• DIRECTIONS:
1. From the case summary of the cyclist's brain injury settlement, list every number, amount, or date it states, with a few words on what each refers to.
2. Answer these questions from the case summary of the cyclist's brain injury settlement:
(a) Was the rider wearing a helmet?
(b) Where did he go after leaving the hospital?
(c) Through what was the settlement routed?
3. Continue the case summary of the cyclist's brain injury settlement from its last sentence.

** SELECTED EXTRACT follows **

$2.3 millionSettlement

Cyclist's Brain Injury After a Driver Ran a Stop Sign Settles for $2.3 Million in Forsyth County

Settlement · Forsyth County Superior Court · 2011

Won by Whitley Law Firm Injury Lawyers.

A 35-year-old bicyclist left with a traumatic brain injury after a driver ran a stop sign recovered $2.3 million, approved within months and routed through a special needs trust so his care could continue.

What happened

In June 2011, a 35-year-old man was riding his bicycle downhill in Forsyth County when a driver failed to brake at a stop sign and crossed directly into his path. He was not wearing a helmet. The bicycle and the car collided, and his head took the brunt of the impact.

The rider suffered a traumatic brain injury. He spent roughly three months in the hospital and then moved to a rehabilitation center, where he was still recovering when the case resolved. In the early weeks he could not communicate. By the time the settlement was approved, he had regained some speech and could operate a television remote again.

** End of SELECTED EXTRACT **
** SUPPLIED MATERIAL follows **

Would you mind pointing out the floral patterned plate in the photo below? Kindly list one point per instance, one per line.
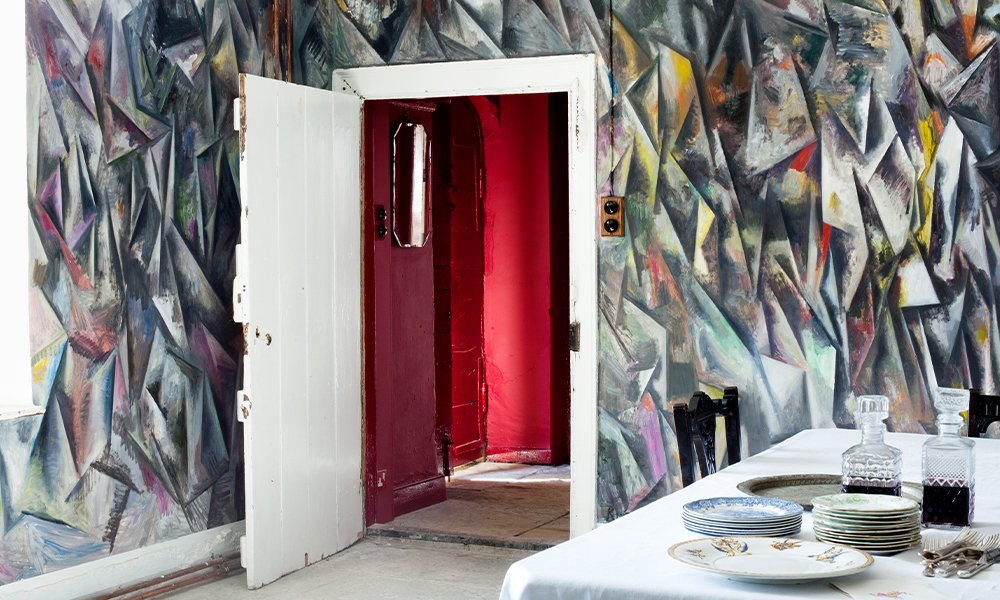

** End of SUPPLIED MATERIAL **

• ANSWERS PROVIDED:
1.
- $2.3 million: the settlement amount
- 2011: the year of the settlement in Forsyth County Superior Court
- June 2011: when the crash happened
- 35: the bicyclist's age
- roughly three months: the time he spent in the hospital

2.
(a) No, he was not wearing a helmet.
(b) He moved to a rehabilitation center.
(c) It was routed through a special needs trust.

3.
North Carolina is one of the few states that still applies pure contributory negligence, a rule under which a plaintiff found even slightly at fault can recover nothing. The driver's insurer, USAA, pointed to the missing helmet and the speed of the descent and signaled it might raise that defense. Benjamin H. Whitley and Robert E. Whitley of the Whitley Law Firm prepared to sue both the driver and her husband to reach the full stack of available coverage. The insurer backed away from the contributory negligence argument.

USAA agreed to pay $2.3 million, the combined limits of the driver's underlying liability and umbrella policies. The client's medical costs were climbing and he depended on Medicaid, so his lawyers asked the court to approve the money quickly and place it in a special needs trust. That structure preserved his eligibility for benefits while covering care the program would not. "We would not have been able to provide the care that he needed within the first year" without the expedited approval, Benjamin Whitley said.

Judge William Z. Wood of Forsyth County Superior Court signed the order approving the settlement in October 2011, about four months after the crash.

Sources

This account is drawn from contemporaneous public reporting and the court record.